### GIVEN TASK
Arrange everything in the material below, from the line containing "Question: locate the painted" down to the end, as a numbered list without any blank lines.

### PROVIDED ENTRIES
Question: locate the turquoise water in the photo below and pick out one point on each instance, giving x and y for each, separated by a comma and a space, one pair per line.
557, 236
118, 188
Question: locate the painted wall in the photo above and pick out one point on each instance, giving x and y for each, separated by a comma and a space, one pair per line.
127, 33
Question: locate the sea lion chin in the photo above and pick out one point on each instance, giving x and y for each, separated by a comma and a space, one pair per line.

### EXERCISE ANSWER
1. Question: locate the painted wall in the photo above and pick out one point on each instance, giving x and y for each, separated by a comma and a space, one pair per line.
2. 127, 33
3. Question: locate the sea lion chin in the photo above and pick out one point on each instance, giving x and y for each, separated by a comma and a space, one pair per line.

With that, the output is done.